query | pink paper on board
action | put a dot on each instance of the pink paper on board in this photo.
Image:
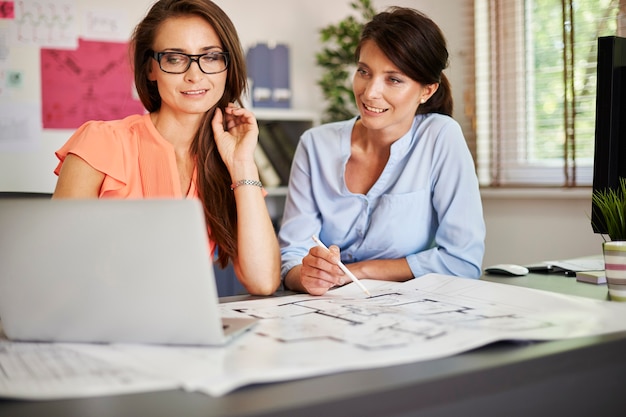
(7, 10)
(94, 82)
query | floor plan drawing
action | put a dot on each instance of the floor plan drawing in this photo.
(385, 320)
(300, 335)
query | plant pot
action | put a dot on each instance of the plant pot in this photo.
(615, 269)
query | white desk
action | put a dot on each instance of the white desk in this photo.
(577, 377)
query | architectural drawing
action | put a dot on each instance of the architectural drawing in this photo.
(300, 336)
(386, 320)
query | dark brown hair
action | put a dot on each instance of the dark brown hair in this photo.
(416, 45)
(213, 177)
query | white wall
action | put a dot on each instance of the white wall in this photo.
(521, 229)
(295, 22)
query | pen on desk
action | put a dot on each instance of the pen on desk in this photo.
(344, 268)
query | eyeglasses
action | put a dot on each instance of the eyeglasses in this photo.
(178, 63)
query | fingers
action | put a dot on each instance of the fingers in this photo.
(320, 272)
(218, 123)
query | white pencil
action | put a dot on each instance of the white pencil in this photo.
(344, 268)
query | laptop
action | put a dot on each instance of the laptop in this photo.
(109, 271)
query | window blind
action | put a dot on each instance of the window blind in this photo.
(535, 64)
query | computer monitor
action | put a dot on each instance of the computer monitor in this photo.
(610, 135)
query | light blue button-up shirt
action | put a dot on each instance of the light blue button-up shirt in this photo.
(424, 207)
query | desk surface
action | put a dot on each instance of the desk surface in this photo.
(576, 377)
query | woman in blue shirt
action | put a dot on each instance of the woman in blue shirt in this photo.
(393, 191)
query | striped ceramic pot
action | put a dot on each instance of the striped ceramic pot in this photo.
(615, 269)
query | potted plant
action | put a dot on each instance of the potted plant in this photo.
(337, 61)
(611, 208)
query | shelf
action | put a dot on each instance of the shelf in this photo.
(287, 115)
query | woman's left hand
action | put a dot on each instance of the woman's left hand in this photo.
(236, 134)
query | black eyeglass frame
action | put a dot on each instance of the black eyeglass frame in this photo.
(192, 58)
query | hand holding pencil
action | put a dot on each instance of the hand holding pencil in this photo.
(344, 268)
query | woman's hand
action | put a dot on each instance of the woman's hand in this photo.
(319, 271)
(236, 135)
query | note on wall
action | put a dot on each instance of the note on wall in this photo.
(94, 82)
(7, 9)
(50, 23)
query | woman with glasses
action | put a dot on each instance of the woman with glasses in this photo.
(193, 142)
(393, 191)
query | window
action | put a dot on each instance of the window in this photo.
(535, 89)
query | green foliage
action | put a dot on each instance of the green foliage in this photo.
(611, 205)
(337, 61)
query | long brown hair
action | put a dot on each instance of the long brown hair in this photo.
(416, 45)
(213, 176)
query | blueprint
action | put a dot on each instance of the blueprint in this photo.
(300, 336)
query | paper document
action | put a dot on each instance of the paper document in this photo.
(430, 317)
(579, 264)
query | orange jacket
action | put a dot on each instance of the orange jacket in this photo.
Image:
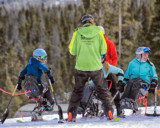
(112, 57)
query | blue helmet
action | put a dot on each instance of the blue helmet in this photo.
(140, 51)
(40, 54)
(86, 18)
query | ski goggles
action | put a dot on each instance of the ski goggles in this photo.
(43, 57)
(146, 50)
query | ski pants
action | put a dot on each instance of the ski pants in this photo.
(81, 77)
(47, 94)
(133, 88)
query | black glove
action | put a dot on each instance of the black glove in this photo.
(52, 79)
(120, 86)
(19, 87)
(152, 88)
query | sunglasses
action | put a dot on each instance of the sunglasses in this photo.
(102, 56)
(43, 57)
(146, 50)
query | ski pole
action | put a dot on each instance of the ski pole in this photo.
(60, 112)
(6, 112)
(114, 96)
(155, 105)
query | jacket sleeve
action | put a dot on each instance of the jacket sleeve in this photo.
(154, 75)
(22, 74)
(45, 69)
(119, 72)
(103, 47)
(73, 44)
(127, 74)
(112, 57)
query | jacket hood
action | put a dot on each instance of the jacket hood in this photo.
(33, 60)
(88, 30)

____________

◆ **Problem to solve**:
Format the lines of the rows as a JSON list of strings, one string per line and blank lines left out, starting at the line containing "query | black glove" and ending at the last line of the rows.

◆ **Final result**:
[
  "query | black glove",
  "action | put a dot on each instance of the black glove in this photo.",
  "(52, 79)",
  "(120, 86)",
  "(19, 87)",
  "(152, 88)",
  "query | sunglasses",
  "action | put a dot on each instance of the sunglasses in this photo.",
  "(102, 56)",
  "(43, 57)",
  "(146, 50)",
  "query | ski pole",
  "action | put a dot on each instance of the ski pole in this photo.",
  "(60, 112)",
  "(6, 112)",
  "(114, 96)",
  "(155, 105)",
  "query | jacket sleeve",
  "action | put a dot on each instance of the jacket sleeve in this photo.",
  "(154, 75)",
  "(22, 74)",
  "(45, 69)",
  "(119, 72)",
  "(103, 47)",
  "(73, 44)",
  "(127, 74)",
  "(112, 57)",
  "query | jacket hood",
  "action | put a dot on each instance of the jacket hood in this photo.",
  "(33, 60)",
  "(88, 30)"
]